### [Work instructions]
Report each line of the records below that includes the word "hair", copying every such line in full.

### [Material for the task]
(begin)
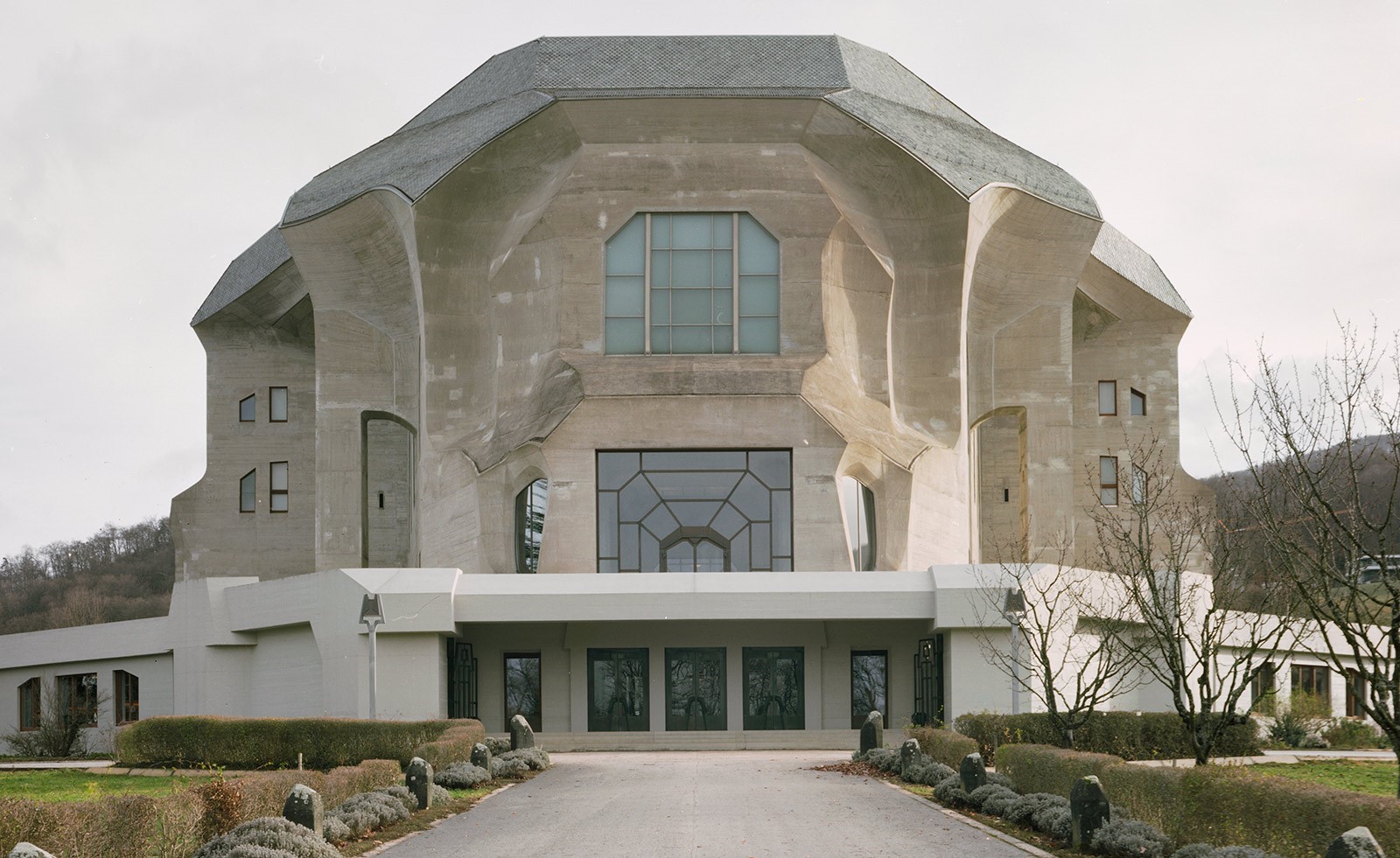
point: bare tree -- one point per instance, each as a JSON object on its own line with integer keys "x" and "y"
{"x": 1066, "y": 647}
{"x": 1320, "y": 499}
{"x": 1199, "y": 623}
(end)
(begin)
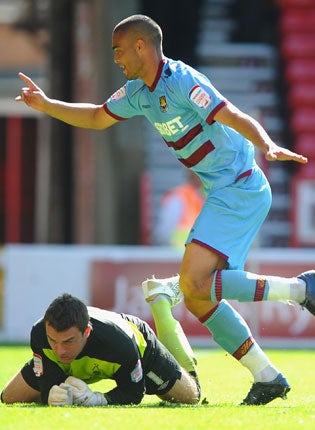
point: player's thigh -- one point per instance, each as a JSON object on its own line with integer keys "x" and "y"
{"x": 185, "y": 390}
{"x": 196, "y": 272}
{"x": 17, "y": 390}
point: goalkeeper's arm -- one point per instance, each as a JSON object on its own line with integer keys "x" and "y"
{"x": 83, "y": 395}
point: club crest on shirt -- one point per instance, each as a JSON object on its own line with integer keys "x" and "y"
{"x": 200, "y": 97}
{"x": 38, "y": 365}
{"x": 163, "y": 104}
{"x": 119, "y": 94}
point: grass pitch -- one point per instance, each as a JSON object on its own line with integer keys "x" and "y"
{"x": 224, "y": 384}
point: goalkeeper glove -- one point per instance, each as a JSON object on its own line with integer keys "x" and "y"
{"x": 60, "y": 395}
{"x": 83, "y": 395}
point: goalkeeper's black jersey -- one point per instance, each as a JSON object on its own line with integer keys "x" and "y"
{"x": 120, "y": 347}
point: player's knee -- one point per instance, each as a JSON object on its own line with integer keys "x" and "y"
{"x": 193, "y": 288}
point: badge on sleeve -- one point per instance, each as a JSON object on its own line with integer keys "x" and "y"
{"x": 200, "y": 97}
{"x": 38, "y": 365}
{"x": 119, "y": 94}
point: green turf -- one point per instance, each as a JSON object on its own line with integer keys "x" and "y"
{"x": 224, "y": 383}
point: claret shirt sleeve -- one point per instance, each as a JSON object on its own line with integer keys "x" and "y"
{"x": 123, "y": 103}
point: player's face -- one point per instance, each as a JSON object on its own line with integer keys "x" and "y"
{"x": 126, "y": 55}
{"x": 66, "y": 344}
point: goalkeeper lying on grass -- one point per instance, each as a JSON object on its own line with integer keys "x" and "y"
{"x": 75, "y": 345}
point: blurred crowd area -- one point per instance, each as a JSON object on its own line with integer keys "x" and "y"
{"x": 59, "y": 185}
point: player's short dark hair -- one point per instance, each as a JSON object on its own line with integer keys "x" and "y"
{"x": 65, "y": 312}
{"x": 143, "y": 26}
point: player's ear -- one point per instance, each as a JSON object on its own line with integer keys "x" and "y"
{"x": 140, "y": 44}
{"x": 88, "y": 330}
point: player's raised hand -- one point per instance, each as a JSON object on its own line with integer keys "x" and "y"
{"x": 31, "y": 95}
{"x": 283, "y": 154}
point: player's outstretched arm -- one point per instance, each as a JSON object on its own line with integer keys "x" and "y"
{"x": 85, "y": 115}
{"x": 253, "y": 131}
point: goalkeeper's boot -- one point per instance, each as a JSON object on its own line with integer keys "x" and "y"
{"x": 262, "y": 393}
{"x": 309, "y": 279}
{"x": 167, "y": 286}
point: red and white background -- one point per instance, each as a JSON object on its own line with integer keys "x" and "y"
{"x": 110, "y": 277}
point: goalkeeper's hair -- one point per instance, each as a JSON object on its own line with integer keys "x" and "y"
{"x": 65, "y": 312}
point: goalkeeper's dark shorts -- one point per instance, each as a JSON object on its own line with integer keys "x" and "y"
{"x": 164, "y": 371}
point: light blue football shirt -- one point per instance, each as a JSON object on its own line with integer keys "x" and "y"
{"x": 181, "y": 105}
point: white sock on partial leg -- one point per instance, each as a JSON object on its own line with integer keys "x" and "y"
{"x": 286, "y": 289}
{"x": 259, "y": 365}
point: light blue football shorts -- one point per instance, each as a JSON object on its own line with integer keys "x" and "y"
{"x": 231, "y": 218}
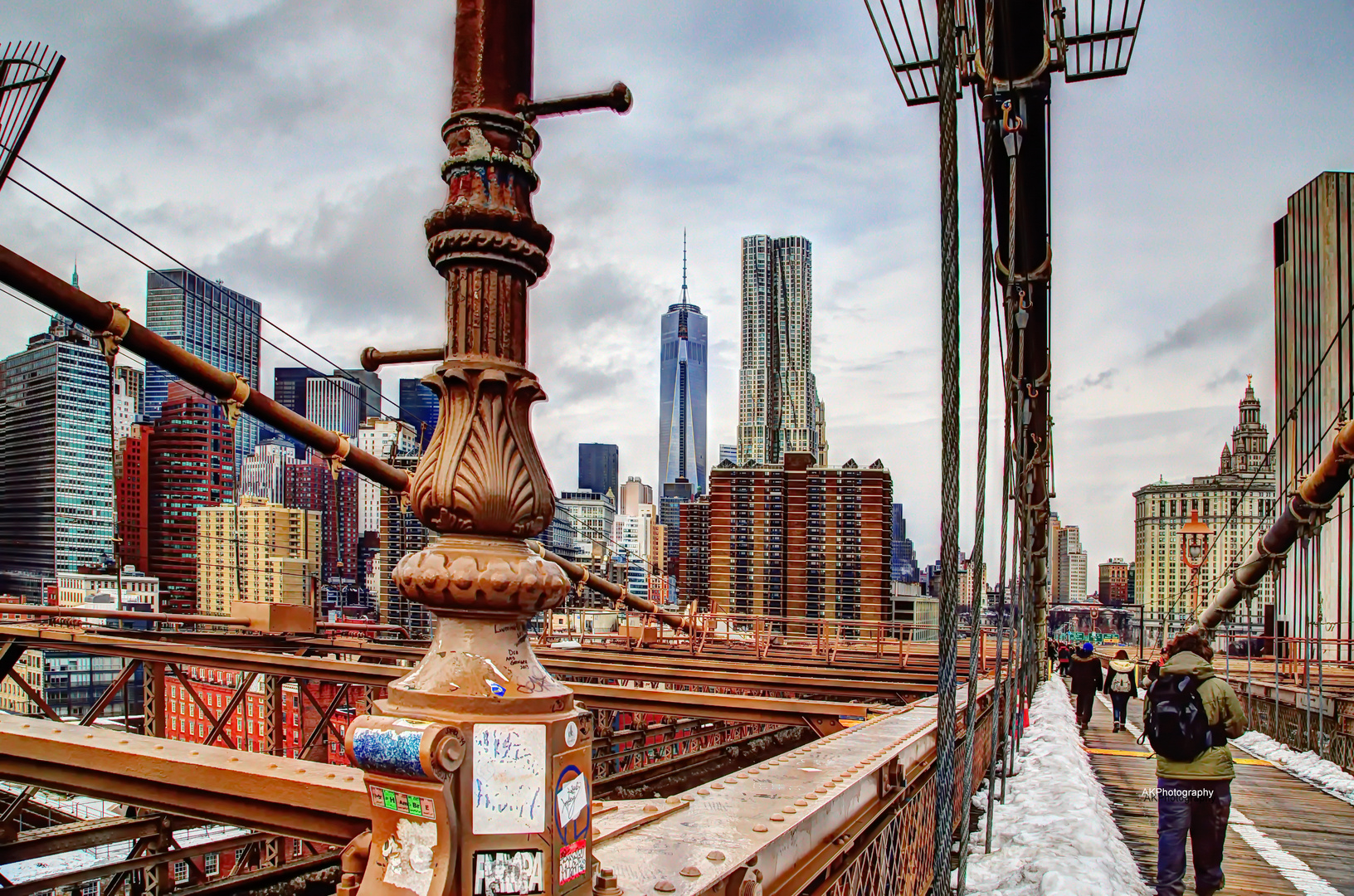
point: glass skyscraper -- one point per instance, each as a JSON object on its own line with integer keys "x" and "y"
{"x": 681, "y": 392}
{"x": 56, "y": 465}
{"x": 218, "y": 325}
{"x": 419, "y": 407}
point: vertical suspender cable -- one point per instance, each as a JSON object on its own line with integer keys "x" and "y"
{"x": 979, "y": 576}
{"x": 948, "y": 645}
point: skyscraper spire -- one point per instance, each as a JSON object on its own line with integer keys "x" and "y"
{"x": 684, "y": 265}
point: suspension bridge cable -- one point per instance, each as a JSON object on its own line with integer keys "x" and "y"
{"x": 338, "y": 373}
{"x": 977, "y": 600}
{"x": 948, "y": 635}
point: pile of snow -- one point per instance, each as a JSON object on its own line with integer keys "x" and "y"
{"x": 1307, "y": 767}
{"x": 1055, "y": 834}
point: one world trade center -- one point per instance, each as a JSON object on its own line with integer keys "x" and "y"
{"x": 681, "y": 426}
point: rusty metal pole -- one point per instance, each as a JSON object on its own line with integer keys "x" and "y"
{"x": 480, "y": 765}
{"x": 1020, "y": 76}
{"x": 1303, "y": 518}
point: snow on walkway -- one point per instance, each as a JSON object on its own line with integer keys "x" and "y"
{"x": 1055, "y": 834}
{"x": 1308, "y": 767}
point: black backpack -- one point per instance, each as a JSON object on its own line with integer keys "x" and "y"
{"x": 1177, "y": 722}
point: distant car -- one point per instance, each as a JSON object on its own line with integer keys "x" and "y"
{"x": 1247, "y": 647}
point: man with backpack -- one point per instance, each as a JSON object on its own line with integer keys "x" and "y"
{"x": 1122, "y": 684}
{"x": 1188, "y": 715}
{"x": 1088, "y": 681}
(end)
(begin)
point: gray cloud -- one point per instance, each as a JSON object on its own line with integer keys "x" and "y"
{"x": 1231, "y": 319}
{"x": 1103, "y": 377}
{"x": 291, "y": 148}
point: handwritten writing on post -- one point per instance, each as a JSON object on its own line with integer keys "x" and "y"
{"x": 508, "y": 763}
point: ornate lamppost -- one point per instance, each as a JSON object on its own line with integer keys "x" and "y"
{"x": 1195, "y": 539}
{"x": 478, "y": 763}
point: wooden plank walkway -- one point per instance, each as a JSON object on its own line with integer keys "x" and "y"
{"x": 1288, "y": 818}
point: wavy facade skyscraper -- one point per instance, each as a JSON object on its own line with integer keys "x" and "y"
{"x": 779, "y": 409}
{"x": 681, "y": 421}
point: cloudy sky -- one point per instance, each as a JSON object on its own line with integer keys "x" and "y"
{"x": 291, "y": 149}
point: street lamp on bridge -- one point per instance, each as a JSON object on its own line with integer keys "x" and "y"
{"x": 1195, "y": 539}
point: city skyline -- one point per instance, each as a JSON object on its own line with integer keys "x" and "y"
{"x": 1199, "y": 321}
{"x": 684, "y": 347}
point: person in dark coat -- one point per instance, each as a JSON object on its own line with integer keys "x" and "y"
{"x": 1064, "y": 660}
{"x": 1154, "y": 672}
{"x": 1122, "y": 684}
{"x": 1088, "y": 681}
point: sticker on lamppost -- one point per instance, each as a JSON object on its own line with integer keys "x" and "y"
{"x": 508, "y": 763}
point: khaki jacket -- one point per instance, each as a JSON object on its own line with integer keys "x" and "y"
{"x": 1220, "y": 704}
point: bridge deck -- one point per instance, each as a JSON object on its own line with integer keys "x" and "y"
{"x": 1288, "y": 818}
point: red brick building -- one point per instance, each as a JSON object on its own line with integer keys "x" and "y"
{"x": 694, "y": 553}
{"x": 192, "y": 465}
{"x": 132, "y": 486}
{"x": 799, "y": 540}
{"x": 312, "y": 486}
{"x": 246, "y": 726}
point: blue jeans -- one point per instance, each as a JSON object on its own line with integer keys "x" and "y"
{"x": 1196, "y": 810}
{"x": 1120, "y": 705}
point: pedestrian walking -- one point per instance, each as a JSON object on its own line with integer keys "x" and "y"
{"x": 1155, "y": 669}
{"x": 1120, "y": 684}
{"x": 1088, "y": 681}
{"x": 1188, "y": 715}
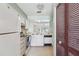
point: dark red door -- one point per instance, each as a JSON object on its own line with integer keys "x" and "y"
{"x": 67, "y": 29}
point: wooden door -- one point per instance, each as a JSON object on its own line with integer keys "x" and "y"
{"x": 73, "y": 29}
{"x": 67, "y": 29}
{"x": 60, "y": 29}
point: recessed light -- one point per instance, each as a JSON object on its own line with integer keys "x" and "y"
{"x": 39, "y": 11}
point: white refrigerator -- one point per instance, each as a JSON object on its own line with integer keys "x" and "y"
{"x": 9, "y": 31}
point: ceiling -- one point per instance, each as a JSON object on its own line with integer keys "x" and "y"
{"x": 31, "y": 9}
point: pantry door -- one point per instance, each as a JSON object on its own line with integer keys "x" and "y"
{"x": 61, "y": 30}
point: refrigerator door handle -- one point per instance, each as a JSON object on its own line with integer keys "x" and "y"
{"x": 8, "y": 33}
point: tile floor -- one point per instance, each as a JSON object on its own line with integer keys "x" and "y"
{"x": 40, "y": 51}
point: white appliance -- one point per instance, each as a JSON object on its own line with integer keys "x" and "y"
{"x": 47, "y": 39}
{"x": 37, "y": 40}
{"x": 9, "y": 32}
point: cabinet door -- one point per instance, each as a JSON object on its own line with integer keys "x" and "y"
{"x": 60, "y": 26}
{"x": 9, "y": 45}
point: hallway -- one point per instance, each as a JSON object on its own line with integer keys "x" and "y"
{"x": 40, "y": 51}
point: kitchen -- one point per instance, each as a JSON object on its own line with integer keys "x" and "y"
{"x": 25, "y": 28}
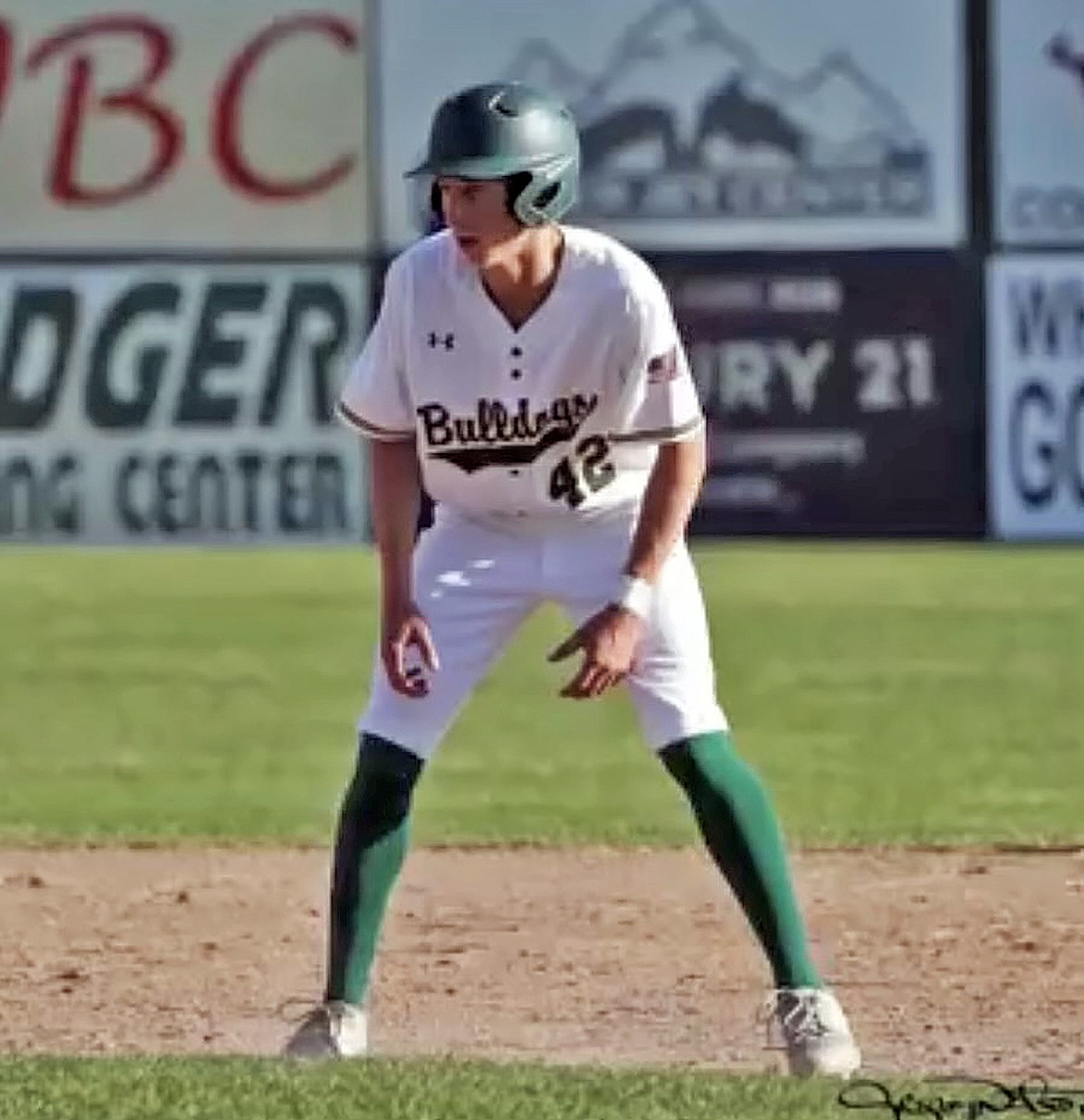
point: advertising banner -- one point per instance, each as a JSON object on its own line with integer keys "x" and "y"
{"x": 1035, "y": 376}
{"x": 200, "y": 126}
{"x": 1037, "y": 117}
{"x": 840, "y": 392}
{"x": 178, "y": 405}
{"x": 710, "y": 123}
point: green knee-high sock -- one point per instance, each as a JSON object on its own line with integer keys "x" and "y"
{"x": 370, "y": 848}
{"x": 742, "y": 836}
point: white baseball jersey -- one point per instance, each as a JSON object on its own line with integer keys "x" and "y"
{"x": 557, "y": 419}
(end)
### [Solution]
point: player's short dark hair -- one point per instance, each as a JSON object on its own line with integer keys "x" and "y"
point: goalkeeper's hair -- one point per instance, each as a JSON object on its own line with integer keys "x" and "y"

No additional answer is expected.